═════ Entries provided

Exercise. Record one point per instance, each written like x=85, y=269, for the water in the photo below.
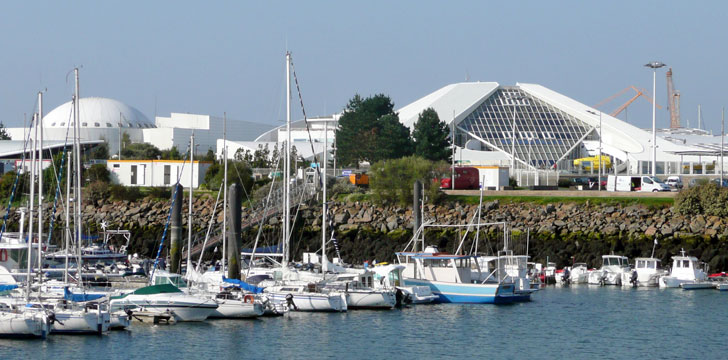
x=606, y=322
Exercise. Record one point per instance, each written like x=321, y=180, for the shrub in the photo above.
x=392, y=181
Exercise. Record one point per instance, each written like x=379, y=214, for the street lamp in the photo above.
x=513, y=136
x=654, y=65
x=599, y=180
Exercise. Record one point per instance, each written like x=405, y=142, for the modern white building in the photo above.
x=157, y=172
x=539, y=129
x=108, y=119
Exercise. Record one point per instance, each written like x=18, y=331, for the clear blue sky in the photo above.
x=211, y=57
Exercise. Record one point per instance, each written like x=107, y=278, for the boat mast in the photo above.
x=324, y=263
x=189, y=210
x=40, y=187
x=224, y=192
x=33, y=134
x=77, y=150
x=287, y=167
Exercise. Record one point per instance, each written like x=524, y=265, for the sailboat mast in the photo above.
x=287, y=167
x=324, y=262
x=189, y=209
x=223, y=258
x=40, y=185
x=77, y=151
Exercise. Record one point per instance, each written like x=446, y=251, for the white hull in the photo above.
x=236, y=309
x=370, y=299
x=80, y=322
x=24, y=324
x=312, y=301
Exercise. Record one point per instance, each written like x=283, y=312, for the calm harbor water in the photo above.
x=606, y=322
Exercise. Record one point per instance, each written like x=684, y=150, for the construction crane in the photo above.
x=673, y=101
x=640, y=92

══════════

§ Job
Write out, with nothing changed, the lines between the one holding "lamp in the photo above." and the one holding "x=599, y=180", both included.

§ Task solution
Exercise. Record one point per instance, each written like x=379, y=214, for the street lamp in the photo above.
x=513, y=136
x=654, y=65
x=599, y=180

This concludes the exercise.